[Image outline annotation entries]
- - -
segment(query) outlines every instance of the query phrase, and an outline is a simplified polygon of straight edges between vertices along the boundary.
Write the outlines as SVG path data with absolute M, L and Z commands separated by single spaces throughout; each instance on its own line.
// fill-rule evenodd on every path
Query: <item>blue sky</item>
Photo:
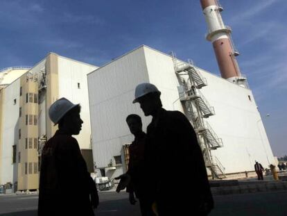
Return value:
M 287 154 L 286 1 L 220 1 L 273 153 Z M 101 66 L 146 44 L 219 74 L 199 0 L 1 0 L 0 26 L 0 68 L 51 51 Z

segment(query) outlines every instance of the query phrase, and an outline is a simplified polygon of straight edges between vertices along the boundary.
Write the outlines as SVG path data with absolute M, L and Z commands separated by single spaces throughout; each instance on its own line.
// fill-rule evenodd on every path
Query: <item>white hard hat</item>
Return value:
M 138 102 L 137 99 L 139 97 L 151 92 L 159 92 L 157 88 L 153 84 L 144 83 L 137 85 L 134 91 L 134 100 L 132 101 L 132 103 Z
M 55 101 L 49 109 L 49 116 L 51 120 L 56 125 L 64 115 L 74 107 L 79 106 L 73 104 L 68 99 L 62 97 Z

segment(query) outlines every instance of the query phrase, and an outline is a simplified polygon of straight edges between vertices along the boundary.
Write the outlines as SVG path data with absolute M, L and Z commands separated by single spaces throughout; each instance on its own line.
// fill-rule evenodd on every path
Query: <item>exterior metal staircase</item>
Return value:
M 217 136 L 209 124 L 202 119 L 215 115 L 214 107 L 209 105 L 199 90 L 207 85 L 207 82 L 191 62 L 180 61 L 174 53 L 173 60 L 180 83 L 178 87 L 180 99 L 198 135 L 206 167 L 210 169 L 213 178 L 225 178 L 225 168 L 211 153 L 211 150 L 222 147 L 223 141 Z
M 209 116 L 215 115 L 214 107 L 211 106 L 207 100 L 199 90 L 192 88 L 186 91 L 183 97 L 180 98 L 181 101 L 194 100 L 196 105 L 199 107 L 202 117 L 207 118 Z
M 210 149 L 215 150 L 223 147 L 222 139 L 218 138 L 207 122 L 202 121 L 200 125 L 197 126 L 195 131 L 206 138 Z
- - -
■ **TASK BRIEF**:
Reproduce everything from the first line down through the line containing "M 287 154 L", replacing "blue sky" with "clear sky" and leaving all else unchanged. Leave the pictures out of your answer.

■ **WORKED SOLUTION**:
segment(query) outlines every instance of the query phrase, and an outline is a simplified polygon of straight edges between vertices along the boundary.
Write the outlines as SVG path data with absolute M, L and Z commands separated by single spaces throughout; each instance on its own line.
// fill-rule evenodd on every path
Query: <item>clear sky</item>
Photo:
Return value:
M 287 154 L 286 1 L 220 1 L 273 153 Z M 101 66 L 146 44 L 219 74 L 199 0 L 1 0 L 0 26 L 0 68 L 51 51 Z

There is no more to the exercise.